# Data listing
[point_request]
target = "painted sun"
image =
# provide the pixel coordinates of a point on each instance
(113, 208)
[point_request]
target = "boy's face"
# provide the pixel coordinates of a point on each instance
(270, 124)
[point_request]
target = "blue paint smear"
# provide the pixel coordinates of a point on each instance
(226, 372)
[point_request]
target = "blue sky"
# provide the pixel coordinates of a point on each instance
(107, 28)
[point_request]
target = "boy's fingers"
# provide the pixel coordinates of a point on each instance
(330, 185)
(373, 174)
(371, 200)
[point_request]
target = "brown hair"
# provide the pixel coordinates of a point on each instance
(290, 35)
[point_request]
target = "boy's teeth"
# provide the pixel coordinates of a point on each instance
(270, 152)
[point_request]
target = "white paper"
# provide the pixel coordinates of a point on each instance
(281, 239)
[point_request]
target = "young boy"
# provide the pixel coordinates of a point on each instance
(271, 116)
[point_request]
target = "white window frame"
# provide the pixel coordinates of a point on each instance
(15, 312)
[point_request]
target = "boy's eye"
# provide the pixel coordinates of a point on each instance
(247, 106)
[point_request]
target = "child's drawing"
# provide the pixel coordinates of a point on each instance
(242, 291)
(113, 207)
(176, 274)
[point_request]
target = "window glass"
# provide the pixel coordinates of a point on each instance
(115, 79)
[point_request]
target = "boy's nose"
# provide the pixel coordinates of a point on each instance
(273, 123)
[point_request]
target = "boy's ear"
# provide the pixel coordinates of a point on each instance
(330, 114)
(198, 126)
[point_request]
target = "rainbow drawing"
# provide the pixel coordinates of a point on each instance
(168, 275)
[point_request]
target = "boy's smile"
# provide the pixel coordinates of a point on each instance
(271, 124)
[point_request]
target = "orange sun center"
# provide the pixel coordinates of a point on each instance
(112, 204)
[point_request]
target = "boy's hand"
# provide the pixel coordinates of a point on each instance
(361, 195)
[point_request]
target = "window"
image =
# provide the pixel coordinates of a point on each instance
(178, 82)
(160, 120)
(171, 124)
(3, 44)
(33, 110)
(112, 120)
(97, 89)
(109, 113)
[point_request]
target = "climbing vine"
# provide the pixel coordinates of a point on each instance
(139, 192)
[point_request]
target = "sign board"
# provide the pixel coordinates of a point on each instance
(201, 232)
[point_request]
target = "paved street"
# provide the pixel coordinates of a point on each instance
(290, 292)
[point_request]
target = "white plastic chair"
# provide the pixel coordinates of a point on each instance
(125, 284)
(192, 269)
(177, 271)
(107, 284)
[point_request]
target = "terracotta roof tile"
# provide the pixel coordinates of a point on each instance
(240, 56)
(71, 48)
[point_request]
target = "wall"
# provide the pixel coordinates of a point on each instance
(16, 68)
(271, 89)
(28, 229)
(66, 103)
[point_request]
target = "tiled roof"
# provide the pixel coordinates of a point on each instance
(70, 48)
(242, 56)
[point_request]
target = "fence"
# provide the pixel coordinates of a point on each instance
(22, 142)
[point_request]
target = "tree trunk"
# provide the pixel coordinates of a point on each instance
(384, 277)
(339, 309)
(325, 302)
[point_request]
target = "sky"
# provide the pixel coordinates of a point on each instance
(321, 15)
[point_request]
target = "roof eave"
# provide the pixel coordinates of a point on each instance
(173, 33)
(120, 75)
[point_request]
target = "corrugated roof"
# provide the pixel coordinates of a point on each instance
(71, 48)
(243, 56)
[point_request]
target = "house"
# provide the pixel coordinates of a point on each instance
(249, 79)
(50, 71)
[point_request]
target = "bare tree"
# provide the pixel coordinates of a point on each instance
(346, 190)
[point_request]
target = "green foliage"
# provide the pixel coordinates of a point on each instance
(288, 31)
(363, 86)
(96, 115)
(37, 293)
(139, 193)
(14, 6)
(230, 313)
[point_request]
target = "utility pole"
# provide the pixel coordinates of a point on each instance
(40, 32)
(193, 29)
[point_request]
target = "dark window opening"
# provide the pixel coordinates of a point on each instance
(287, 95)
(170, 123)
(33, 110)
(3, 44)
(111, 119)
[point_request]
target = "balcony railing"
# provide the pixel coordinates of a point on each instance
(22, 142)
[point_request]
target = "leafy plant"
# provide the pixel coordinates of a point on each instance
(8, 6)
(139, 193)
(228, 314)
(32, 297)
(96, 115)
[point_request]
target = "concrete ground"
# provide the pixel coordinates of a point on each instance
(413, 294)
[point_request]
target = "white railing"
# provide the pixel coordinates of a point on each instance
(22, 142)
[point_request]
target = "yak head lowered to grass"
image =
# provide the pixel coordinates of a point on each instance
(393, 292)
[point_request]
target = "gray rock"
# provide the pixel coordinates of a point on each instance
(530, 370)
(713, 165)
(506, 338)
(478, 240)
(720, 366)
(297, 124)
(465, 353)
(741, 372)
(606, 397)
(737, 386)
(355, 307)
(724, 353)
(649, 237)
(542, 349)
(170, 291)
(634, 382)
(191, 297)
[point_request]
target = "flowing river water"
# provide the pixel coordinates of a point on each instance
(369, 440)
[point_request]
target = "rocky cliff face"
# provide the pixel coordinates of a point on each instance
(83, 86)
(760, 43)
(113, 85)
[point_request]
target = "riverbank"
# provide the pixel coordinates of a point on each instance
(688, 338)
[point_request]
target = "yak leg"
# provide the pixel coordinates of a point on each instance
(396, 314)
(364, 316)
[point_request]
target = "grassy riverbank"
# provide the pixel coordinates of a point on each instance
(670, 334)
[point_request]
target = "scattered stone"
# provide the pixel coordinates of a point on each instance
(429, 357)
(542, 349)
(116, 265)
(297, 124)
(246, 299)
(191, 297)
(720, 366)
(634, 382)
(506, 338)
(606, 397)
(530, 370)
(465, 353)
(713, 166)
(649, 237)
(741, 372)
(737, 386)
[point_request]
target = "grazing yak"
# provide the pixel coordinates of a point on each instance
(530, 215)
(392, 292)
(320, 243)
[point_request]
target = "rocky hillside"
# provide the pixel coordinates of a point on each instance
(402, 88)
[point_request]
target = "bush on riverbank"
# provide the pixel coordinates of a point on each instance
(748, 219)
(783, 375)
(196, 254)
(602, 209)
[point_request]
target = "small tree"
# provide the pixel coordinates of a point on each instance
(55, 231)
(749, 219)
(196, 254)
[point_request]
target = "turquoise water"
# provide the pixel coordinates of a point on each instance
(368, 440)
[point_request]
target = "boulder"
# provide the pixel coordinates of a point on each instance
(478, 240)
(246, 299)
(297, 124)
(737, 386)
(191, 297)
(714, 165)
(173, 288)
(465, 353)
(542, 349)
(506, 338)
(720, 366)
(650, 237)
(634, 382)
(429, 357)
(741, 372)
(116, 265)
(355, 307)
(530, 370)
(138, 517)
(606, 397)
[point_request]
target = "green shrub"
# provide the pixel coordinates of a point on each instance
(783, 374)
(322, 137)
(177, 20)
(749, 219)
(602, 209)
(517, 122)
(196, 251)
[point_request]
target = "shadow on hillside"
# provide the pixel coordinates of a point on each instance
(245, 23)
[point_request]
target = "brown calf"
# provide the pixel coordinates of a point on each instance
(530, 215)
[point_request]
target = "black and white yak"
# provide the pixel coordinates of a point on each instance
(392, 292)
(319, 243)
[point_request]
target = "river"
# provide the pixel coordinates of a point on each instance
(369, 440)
* * *
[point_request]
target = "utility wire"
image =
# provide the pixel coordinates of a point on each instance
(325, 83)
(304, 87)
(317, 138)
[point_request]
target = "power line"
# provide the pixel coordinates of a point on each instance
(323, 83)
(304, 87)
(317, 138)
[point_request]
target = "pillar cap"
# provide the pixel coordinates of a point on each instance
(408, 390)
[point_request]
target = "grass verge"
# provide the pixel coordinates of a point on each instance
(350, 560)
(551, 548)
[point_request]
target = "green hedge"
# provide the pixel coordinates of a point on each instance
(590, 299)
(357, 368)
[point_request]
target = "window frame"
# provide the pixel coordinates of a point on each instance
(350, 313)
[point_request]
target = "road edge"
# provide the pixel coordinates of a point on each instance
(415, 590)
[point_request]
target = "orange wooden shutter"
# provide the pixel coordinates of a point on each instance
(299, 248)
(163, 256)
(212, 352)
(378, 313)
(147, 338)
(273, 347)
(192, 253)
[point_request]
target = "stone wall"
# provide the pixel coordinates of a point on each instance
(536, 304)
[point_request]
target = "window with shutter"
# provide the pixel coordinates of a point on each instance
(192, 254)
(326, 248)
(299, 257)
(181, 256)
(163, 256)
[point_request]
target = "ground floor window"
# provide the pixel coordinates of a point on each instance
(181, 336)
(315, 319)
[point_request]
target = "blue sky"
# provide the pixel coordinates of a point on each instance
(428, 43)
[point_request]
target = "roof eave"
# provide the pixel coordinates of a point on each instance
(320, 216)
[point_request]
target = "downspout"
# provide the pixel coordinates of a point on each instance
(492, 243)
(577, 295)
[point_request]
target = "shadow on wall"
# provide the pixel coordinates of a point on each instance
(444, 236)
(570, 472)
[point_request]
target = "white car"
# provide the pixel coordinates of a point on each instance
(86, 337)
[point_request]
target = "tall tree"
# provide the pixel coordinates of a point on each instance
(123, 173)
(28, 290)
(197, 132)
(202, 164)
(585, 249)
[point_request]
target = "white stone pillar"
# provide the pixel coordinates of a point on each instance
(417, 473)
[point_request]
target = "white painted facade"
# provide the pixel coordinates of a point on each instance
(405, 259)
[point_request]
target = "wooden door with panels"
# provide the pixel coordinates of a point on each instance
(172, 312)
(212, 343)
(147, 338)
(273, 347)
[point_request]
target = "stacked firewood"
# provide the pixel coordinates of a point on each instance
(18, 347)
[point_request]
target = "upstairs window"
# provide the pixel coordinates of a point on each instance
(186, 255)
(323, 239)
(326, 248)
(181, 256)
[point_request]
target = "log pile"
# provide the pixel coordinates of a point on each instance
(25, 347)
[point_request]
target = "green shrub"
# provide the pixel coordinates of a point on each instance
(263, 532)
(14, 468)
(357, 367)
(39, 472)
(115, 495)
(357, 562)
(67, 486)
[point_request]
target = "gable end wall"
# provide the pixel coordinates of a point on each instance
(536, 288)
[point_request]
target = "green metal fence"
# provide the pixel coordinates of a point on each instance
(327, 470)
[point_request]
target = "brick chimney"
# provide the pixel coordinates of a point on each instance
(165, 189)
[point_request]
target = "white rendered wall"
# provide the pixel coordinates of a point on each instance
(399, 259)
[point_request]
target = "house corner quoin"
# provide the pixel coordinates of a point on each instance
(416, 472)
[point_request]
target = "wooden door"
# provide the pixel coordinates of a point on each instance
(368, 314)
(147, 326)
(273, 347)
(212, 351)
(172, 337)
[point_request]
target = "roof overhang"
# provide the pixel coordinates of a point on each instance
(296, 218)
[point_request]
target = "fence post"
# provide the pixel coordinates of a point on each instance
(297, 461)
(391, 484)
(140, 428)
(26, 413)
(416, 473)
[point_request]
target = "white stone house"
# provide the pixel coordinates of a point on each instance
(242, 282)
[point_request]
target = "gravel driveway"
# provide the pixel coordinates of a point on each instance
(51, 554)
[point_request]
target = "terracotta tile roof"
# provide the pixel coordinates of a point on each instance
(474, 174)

# Exercise goal
Copy out every line of the entries where the string "hillside" shows up.

# Answer space
target = "rocky hillside"
target = "shadow on hillside"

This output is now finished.